SUPPLIED PASSAGE:
+--

The next morning I was sick.  I awoke with very bad cold symptoms:  congestion, runny nose, cough, slight sore throat, and slight headache.  My voice sounded very nasal.  I immediately remembered Instructor Terry Lewis' class at Central Bible College where he admonished us, "Never go on a hospital call if you're sick.  Your germs could cause a patient's death!"  Going to see the stranger on the phone's relative was out.  It would have to wait for another day.

Several days went by before my health was truly back to normal.  Shortly after arriving at my office, I dialed the hospital where the stranger on the phone's relative had been reported to be a patient.  These days because of health/privacy laws it can frankly be difficult to call a hospital and receive patient information if you're not a close relative of that patient.  In the 1980s, obtaining such information was not difficult at all.  The hospital informed me the patient had died a couple of days earlier.  Yes - died!  When I received that news, I wanted to die!  What was I going to tell the stranger on the phone if he ever called back to see how my visit with his relative went?  This probably would've been a good time to read 2 Timothy 1:7!  I didn't even think of doing that!

I don't know how many days went by - maybe it was ten days.  The stranger on the phone called back.  The church secretary put the call through to my office.  This has to have been the worst phone call I ever received in my life.  I sadly told him point blank what I've just told you in this composition.  Remember; I was a Timothy.  I didn't have a lot of confidence.  I didn't want to disappoint or fail anyone.  I've been stopped a few times while driving by police officers who lectured me about the speed limit, or failure to make a complete stop; things like that.  A couple times I received hefty traffic tickets.  Those experiences were a joke compared to this phone call!

+--

PROVIDED MATERIAL:
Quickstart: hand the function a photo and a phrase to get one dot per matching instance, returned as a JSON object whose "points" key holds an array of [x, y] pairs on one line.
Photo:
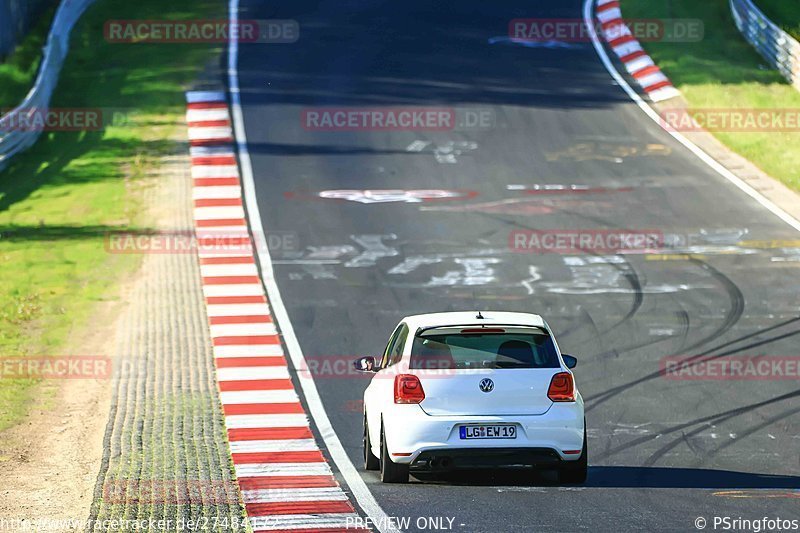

+--

EXERCISE INSTRUCTIONS:
1) Decide whether each statement agrees with the account of the missed hospital visit. Answer yes or no for each, and quote the words from the account that settle it.
(a) The narrator woke up with cold symptoms.
(b) In the 1980s it was hard to get patient information from a hospital.
(c) The narrator read 2 Timothy 1:7 after hearing the hospital's news.
2) Answer these questions from the account of the missed hospital visit:
(a) At what school did Instructor Terry Lewis teach the class the narrator remembers?
(b) What did the hospital say had happened to the patient?
(c) Who put the stranger's return call through to the narrator's office?
3) Continue the account of the missed hospital visit from its last sentence.
The data has no connection to the account of the missed hospital visit.

ACTIVITY ANSWERS:
1)
(a) Yes: "I awoke with very bad cold symptoms"
(b) No: "In the 1980s, obtaining such information was not difficult at all."
(c) No: "I didn't even think of doing that!"

2)
(a) Central Bible College
(b) The patient had died a couple of days earlier.
(c) The church secretary

3)
"If you were sick, why didn't you call someone to go in your place?!  You couldn't do that?!"

I had no answer.  He didn't utter a single obscene or profane word.  Somehow, I think obscene or profane words would have been easier to hear than what the stranger on the phone said to me.  You may also wonder why I didn't seek out someone to go in my place.  At the time, that thought had never occurred to me.  Remember:  I'd have been asking someone to go to the hospital to minister to a man I didn't know and had never met; and that the request had come from a man over the phone from out-of-state whom I did not know and had not met.  It might not have been easy to have found a minister (even from the staff at Christian Life Center - Walpole) to go in my place.  But; we'll never know, will we?

At that point I promised myself I'd never let something like that happen again.  Believe it or not, after another twenty-five years of full-time ministry, and then fifteen years beyond full-time ministry something like that never did happen again!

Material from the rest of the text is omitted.